### [Work instructions]
Rewrite the items below as a numbered list, leaving out blank lines and the pictures.

### [Exercise inputs]
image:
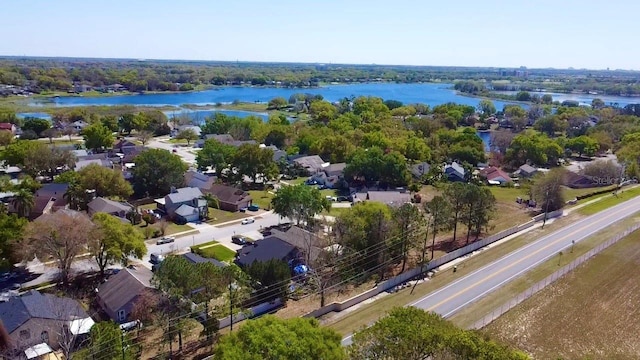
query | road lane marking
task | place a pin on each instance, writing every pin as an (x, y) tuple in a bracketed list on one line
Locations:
[(563, 238)]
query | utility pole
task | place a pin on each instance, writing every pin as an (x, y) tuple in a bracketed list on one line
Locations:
[(546, 208)]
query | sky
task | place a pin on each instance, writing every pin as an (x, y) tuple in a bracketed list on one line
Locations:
[(496, 33)]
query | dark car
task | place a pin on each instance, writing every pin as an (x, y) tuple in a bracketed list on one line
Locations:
[(237, 239), (166, 240)]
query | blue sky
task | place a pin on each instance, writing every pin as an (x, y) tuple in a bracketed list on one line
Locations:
[(544, 33)]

### [Result for this exercise]
1. image:
2. query | road lane marking
3. task | place a pin on each instance, writing every pin as an (x, y) tuple in a bracketed list on one line
4. Locations:
5. [(563, 238)]
6. query | utility pole
7. task | place a pin on each instance, writing every pin as an (x, y) tuple in a bracketed list on one line
8. Locations:
9. [(546, 208)]
10. query | sky
11. task | place a pin on each instance, writing every pin as an (x, y) tuple in a bracketed list on one line
12. Locations:
13. [(496, 33)]
14. query | dark car
15. task | place a pin on each instance, writing every pin as an (x, y) tuple in a bracketed list on one line
16. Locations:
17. [(237, 239), (166, 240)]
18. query | blue sky
19. task | place a pin on each instance, writing every pin as an (x, y) tuple in a bracketed list on one line
20. Locations:
21. [(544, 33)]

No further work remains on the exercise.